** Start Supplied text **

What can I say about the Miata that hasn’t already been said more eloquently by others? It was a dreary, cold October day when I hopped into the little Mazda, and yet, by the time I had exited the garage, the top was down, and I had a huge grin on my face. Remember that old commercial where the guy in the Artic (or wherever) climbs into his Miata to catch one moment of sunshine? For once, I can assert there’s truth in advertising.
Top down and heat blasting, I cruised the highway to a photo shoot in West Bloomfield, Michigan. Unlike other cars the Miata’s size, there was absolutely no skittishness to speak of, and wind noise was perfectly acceptable. As I dropped down two gears for an off ramp and heard that wonderful four-cylinder snarl — thank you, Mazda engineers, for further finessing the engine and gearbox for 2009 — I wondered briefly why anyone would pay six figures for a sports car when one of the best in the world starts at $22,500.
This particular Miata is bloated with rather unnecessary goodies, such as Xenon headlamps, leather seats, and steering wheel controls (redundant controls are a bit, well, redundant in a car this tiny). Still, I challenge anyone to come up with another vehicle that offers this much top-down fun for its price.
David Zenlea, Assistant Editor
It’s obvious everyone at 120 E Liberty St. has a love for the Miata. Over the years, it’s proven to be an affordable, great handling, great looking, and great performing sports car, what’s not to love?
As Zenlea noted, the brisk October weather may not be the best way to fully enjoy what the MX-5 has to offer, but it made for some interesting looks from other motorists. Our test car’s competition yellow is similar in color to that of most construction equipment. The main difference being, the MX-5 doesn’t want to stay on one side of the orange barrels, it wants to slalom them.

** End Supplied text **
** Start Given records **

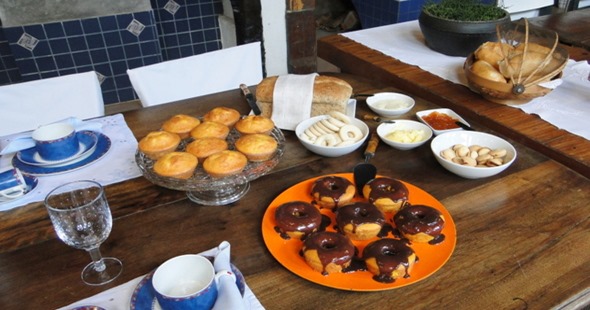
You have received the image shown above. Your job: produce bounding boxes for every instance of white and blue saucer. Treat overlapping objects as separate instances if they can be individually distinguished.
[12,131,111,176]
[16,131,98,167]
[130,264,246,310]
[0,174,39,206]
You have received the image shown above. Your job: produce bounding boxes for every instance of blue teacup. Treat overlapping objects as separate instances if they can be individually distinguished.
[0,168,27,199]
[152,254,217,310]
[32,123,80,161]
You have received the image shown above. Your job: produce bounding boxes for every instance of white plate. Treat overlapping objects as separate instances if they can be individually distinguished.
[16,131,98,167]
[0,174,39,206]
[416,108,469,136]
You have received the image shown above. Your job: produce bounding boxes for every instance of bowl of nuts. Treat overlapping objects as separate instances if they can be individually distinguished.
[430,131,516,179]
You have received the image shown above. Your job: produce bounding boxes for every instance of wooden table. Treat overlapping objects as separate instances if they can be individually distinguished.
[530,8,590,50]
[318,27,590,177]
[0,75,590,309]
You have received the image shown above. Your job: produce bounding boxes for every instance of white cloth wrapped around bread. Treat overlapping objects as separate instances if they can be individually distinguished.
[256,75,352,117]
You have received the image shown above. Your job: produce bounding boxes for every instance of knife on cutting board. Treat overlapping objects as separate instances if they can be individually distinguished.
[240,84,262,115]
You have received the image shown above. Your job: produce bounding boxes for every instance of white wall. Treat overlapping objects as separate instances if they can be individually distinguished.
[260,0,288,76]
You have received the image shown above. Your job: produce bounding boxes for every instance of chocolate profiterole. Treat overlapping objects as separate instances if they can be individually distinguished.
[336,202,385,240]
[311,176,356,209]
[302,231,355,275]
[275,201,322,239]
[362,238,418,283]
[363,177,409,213]
[393,205,445,244]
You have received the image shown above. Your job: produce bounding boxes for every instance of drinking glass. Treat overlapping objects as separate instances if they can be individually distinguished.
[45,180,123,285]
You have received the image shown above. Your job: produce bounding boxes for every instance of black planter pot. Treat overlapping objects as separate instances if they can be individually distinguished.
[418,11,510,57]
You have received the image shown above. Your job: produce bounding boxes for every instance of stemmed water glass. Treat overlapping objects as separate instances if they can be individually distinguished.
[45,181,123,285]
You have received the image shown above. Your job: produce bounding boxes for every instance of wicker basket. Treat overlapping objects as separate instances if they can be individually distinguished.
[463,18,569,105]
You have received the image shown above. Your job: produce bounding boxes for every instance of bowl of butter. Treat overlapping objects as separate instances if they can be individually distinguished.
[377,120,432,150]
[367,92,416,117]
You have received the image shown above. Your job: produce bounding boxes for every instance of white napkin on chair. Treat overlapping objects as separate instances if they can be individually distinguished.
[213,241,246,310]
[271,73,318,130]
[0,117,102,155]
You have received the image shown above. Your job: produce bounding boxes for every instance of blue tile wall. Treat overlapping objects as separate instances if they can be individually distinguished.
[352,0,502,29]
[0,27,20,85]
[4,11,162,104]
[352,0,438,29]
[151,0,223,60]
[0,0,223,104]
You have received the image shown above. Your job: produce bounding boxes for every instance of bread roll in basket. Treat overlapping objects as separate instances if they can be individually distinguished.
[256,75,352,118]
[463,18,569,105]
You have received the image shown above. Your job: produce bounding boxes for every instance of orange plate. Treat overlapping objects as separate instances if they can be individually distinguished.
[262,173,457,291]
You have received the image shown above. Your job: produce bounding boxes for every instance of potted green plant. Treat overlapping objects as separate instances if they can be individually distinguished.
[418,0,510,57]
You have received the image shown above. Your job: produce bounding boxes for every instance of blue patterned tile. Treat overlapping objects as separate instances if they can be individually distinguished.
[103,31,122,46]
[63,19,84,36]
[49,38,70,55]
[127,58,144,69]
[118,86,135,102]
[111,60,127,76]
[68,36,88,52]
[41,70,59,79]
[101,90,120,102]
[86,33,106,50]
[90,48,109,63]
[98,16,119,32]
[93,59,113,76]
[72,51,92,67]
[124,44,141,59]
[107,46,125,60]
[18,59,39,75]
[44,22,66,39]
[82,18,101,34]
[164,47,180,60]
[54,54,74,69]
[24,25,46,40]
[33,41,51,56]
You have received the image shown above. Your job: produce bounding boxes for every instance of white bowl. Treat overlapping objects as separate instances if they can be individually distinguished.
[367,93,416,117]
[430,130,516,179]
[295,115,369,157]
[416,108,469,135]
[377,120,432,150]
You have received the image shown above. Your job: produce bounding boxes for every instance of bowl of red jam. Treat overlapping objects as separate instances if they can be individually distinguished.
[416,108,469,135]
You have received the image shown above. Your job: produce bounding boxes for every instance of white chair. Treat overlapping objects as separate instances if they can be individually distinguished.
[0,71,104,136]
[127,42,262,107]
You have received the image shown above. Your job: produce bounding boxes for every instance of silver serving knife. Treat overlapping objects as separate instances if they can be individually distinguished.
[240,84,262,115]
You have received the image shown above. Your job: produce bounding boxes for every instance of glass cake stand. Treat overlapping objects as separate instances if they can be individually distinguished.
[135,127,285,206]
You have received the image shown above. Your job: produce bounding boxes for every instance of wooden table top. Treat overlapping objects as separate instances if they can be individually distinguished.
[0,74,590,309]
[318,30,590,177]
[530,8,590,50]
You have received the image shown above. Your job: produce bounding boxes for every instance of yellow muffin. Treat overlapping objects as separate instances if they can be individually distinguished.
[203,150,248,178]
[186,138,228,162]
[138,131,180,159]
[203,107,240,127]
[190,121,234,139]
[235,134,278,162]
[162,114,201,139]
[234,115,275,134]
[154,152,199,179]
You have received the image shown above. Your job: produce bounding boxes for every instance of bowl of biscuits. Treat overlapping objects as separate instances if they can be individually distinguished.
[430,130,516,179]
[135,107,285,205]
[463,19,569,105]
[295,111,369,157]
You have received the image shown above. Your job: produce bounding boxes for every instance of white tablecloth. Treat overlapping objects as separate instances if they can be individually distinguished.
[341,20,590,140]
[0,114,142,211]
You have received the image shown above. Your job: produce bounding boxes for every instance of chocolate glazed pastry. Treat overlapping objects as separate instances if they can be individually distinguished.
[393,205,445,244]
[311,176,356,209]
[302,231,356,275]
[362,238,418,283]
[275,201,322,239]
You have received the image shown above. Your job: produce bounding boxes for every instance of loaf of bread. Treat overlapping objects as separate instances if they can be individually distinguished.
[256,75,352,117]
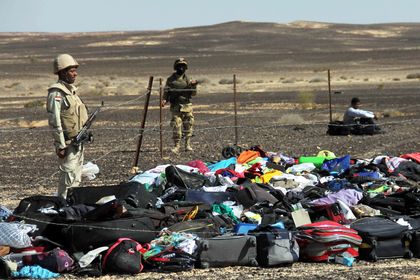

** End Given records **

**Request A:**
In the records, copy out word for word the lines from the one containing "of blue teacup." through the one containing "[0,75,590,309]", both of those lines included.
**Request B:**
Pick up the Mazda Miata review after its final sentence and write the next part.

**Exercise result A:**
You have received the image shown above. Your job: produce bounding boxes for every instance of blue teacup. Treat overlapping objects as separate instances if they can be individually distinguished.
[0,168,27,199]
[152,254,217,310]
[32,123,80,161]
You have received the image shown above. Your job: produce bounding boxes for every instance of white plate. Treat overlapping objects as separate instances if they can be individually distinguished.
[16,131,98,167]
[0,174,39,206]
[416,108,469,136]
You have received the image shown above. Your job: produce bounding boxes for every instance of bowl of nuts. Treat overlapping objects as separate instances if they can be individually distinguished.
[430,131,516,179]
You have received the image shown above. Your job: produce bounding boxes for every instance of wooden table. Treat overlapping objects as separate instances if they can be individually distinguished.
[530,8,590,50]
[318,27,590,177]
[0,75,590,309]

**Exercise result B:**
Disengaging traction control and electronic stability control let the little Mazda float its rear end around almost any turn with a blip of the gas; thanks in part to the optional limited-slip differential. Of course, a huge bonus to this sports car is that when you lighten up on the throttle, you can achieve 28 mpg highway.
Mike Ofiara, Road Test Coordinator
It looks like this Miata is quite the seductress, convincing both Zenlea and me to take extended runs with the top down in Michigan’s surprisingly cold October. When I made the 30-minute commute home, the temperature readout indicated it was a nippy 47 degrees. But cranking the seat heaters and blasting the heat kept things bearable, but it’s the fun built into this car that convinced me to put the top down in the first place.
This is one of the best shifters, with crisp flicks to move it around. Effort and throw length are just right. Steering has dead even effort from the moment you move the wheel off-center. These two inputs-steering and shifting-make every reaction of this car that much sweeter. It responds just as you expect.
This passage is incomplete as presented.